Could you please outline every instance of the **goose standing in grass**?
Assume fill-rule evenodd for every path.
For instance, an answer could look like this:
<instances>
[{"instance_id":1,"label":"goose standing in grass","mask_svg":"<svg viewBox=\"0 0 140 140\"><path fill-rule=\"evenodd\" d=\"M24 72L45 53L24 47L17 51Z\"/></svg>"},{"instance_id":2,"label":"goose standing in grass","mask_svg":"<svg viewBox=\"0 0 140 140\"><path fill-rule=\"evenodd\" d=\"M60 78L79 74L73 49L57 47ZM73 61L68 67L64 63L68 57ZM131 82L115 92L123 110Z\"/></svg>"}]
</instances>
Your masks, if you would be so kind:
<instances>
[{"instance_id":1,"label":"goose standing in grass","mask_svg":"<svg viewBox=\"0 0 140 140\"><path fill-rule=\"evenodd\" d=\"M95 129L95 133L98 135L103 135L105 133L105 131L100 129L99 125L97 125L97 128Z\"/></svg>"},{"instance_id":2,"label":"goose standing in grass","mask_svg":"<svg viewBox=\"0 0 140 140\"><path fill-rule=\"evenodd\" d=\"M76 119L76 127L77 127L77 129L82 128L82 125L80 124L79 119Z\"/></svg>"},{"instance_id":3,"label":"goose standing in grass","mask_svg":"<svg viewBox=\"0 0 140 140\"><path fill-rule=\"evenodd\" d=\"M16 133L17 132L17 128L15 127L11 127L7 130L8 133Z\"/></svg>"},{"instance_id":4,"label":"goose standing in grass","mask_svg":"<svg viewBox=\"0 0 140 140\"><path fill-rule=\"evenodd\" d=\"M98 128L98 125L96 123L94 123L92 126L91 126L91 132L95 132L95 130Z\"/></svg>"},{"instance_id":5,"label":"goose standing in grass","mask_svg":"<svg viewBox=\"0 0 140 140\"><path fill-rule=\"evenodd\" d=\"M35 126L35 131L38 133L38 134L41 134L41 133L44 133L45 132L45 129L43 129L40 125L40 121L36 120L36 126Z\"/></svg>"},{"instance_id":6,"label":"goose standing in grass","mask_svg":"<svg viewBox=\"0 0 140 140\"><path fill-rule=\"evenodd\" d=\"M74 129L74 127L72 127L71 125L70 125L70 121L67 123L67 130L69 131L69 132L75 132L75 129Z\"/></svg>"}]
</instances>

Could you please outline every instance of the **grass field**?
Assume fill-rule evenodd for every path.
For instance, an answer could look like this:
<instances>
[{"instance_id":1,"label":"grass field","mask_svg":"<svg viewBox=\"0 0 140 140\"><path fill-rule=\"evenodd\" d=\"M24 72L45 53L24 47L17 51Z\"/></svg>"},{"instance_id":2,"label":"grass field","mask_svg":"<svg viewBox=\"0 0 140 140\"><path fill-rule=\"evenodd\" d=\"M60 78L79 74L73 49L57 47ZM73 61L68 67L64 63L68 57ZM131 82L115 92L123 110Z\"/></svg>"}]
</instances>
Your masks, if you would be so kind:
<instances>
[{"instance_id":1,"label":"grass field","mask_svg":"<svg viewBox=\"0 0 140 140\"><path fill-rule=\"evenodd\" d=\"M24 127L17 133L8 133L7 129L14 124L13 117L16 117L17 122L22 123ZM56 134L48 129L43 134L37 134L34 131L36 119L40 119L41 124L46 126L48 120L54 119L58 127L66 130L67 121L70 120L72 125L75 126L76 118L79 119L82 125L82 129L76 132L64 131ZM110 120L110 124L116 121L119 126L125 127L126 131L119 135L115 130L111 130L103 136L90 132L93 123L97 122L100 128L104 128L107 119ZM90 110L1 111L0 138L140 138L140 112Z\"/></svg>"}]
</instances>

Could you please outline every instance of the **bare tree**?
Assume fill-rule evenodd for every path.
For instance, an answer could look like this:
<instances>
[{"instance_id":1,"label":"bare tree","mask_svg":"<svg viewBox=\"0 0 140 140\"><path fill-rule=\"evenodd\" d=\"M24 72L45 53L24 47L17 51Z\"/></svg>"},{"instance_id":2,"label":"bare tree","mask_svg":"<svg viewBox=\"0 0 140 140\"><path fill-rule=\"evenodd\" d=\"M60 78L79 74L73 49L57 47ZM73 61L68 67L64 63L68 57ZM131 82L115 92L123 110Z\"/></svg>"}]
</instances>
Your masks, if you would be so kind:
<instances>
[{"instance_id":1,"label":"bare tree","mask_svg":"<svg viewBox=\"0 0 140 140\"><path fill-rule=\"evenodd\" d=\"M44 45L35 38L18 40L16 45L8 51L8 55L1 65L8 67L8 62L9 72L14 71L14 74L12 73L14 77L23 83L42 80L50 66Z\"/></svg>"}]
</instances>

-*-

[What the exercise asks]: Turn every line of the records above into a JSON list of strings, one string per line, and leave out the blank lines.

[Reply]:
[
  "Could you please outline every instance of the **goose standing in grass**?",
  "Assume fill-rule evenodd for every path.",
  "For instance, an answer could look like this:",
  "<instances>",
  "[{\"instance_id\":1,\"label\":\"goose standing in grass\",\"mask_svg\":\"<svg viewBox=\\\"0 0 140 140\\\"><path fill-rule=\\\"evenodd\\\" d=\\\"M24 72L45 53L24 47L17 51Z\\\"/></svg>\"},{\"instance_id\":2,\"label\":\"goose standing in grass\",\"mask_svg\":\"<svg viewBox=\\\"0 0 140 140\\\"><path fill-rule=\\\"evenodd\\\" d=\\\"M60 78L79 74L73 49L57 47ZM73 61L68 67L64 63L68 57ZM131 82L115 92L123 110Z\\\"/></svg>\"}]",
  "</instances>",
  "Your masks, if you would be so kind:",
  "<instances>",
  "[{\"instance_id\":1,\"label\":\"goose standing in grass\",\"mask_svg\":\"<svg viewBox=\\\"0 0 140 140\\\"><path fill-rule=\\\"evenodd\\\" d=\\\"M95 129L95 133L98 135L103 135L105 133L105 131L100 129L99 125L97 125L97 128Z\\\"/></svg>\"},{\"instance_id\":2,\"label\":\"goose standing in grass\",\"mask_svg\":\"<svg viewBox=\\\"0 0 140 140\\\"><path fill-rule=\\\"evenodd\\\" d=\\\"M76 119L76 127L77 127L77 129L82 128L82 125L80 124L79 119Z\\\"/></svg>\"},{\"instance_id\":3,\"label\":\"goose standing in grass\",\"mask_svg\":\"<svg viewBox=\\\"0 0 140 140\\\"><path fill-rule=\\\"evenodd\\\" d=\\\"M16 133L17 132L17 128L15 127L11 127L7 130L8 133Z\\\"/></svg>\"},{\"instance_id\":4,\"label\":\"goose standing in grass\",\"mask_svg\":\"<svg viewBox=\\\"0 0 140 140\\\"><path fill-rule=\\\"evenodd\\\" d=\\\"M98 128L98 125L96 123L94 123L92 126L91 126L91 132L95 132L95 130Z\\\"/></svg>\"},{\"instance_id\":5,\"label\":\"goose standing in grass\",\"mask_svg\":\"<svg viewBox=\\\"0 0 140 140\\\"><path fill-rule=\\\"evenodd\\\" d=\\\"M35 126L35 131L38 133L38 134L41 134L41 133L44 133L45 132L45 129L43 129L40 125L40 121L36 120L36 126Z\\\"/></svg>\"},{\"instance_id\":6,\"label\":\"goose standing in grass\",\"mask_svg\":\"<svg viewBox=\\\"0 0 140 140\\\"><path fill-rule=\\\"evenodd\\\" d=\\\"M74 129L74 127L72 127L71 125L70 125L70 121L67 123L67 130L69 131L69 132L75 132L75 129Z\\\"/></svg>\"}]",
  "</instances>",
  "Could you please outline every instance of the **grass field**?",
  "Assume fill-rule evenodd for every path.",
  "For instance, an answer could look like this:",
  "<instances>",
  "[{\"instance_id\":1,\"label\":\"grass field\",\"mask_svg\":\"<svg viewBox=\\\"0 0 140 140\\\"><path fill-rule=\\\"evenodd\\\" d=\\\"M24 72L45 53L24 47L17 51Z\\\"/></svg>\"},{\"instance_id\":2,\"label\":\"grass field\",\"mask_svg\":\"<svg viewBox=\\\"0 0 140 140\\\"><path fill-rule=\\\"evenodd\\\" d=\\\"M60 78L79 74L73 49L57 47ZM73 61L68 67L64 63L68 57ZM131 82L115 92L123 110Z\\\"/></svg>\"}]",
  "</instances>",
  "Your masks, if you would be so kind:",
  "<instances>",
  "[{\"instance_id\":1,\"label\":\"grass field\",\"mask_svg\":\"<svg viewBox=\\\"0 0 140 140\\\"><path fill-rule=\\\"evenodd\\\" d=\\\"M24 127L17 133L8 133L7 129L14 124L13 117L16 117L17 122L22 123ZM56 134L48 129L43 134L37 134L34 131L36 119L40 119L41 124L46 126L48 120L54 119L58 127L66 130L67 121L70 120L72 125L75 126L76 118L79 119L82 125L82 129L76 132L64 131ZM110 120L110 124L116 121L119 126L125 127L126 131L119 135L115 130L111 130L103 136L90 132L93 123L97 122L100 128L104 128L107 119ZM90 110L1 111L0 138L140 138L140 112Z\\\"/></svg>\"}]",
  "</instances>",
  "Could you please outline every instance of the **bare tree**?",
  "Assume fill-rule evenodd for every path.",
  "For instance, an answer could look like this:",
  "<instances>",
  "[{\"instance_id\":1,\"label\":\"bare tree\",\"mask_svg\":\"<svg viewBox=\\\"0 0 140 140\\\"><path fill-rule=\\\"evenodd\\\" d=\\\"M24 72L45 53L24 47L17 51Z\\\"/></svg>\"},{\"instance_id\":2,\"label\":\"bare tree\",\"mask_svg\":\"<svg viewBox=\\\"0 0 140 140\\\"><path fill-rule=\\\"evenodd\\\" d=\\\"M60 78L79 74L73 49L57 47ZM73 61L68 67L64 63L68 57ZM131 82L115 92L123 110Z\\\"/></svg>\"}]",
  "</instances>",
  "Your masks, if you would be so kind:",
  "<instances>",
  "[{\"instance_id\":1,\"label\":\"bare tree\",\"mask_svg\":\"<svg viewBox=\\\"0 0 140 140\\\"><path fill-rule=\\\"evenodd\\\" d=\\\"M44 45L35 38L18 40L16 45L8 51L8 55L1 65L8 67L8 62L9 72L14 71L14 74L12 73L14 77L23 83L42 80L50 66Z\\\"/></svg>\"}]",
  "</instances>"
]